*Problem to work on*. Show each line of the entries below that contains the word "above", treating uppercase and lowercase letters as different.

(Image annotation data)
[Start]
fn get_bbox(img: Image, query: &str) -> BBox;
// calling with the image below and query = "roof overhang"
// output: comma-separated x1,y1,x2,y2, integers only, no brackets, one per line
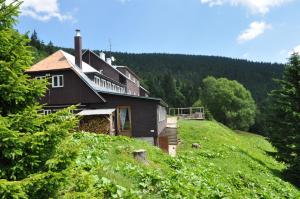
77,108,116,116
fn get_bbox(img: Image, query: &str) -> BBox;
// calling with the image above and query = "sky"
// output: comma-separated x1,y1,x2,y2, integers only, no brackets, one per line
16,0,300,63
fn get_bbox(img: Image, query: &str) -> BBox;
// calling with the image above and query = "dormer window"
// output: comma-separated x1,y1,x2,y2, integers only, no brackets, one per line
94,76,100,85
52,75,64,88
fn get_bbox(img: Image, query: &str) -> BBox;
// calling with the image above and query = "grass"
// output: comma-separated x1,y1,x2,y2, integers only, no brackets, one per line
57,120,300,199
[End]
*Exercise output*.
// calling with the image above and query = "sky"
// calling with the image above and query = "dormer window"
// calling with the image above and query = "grass"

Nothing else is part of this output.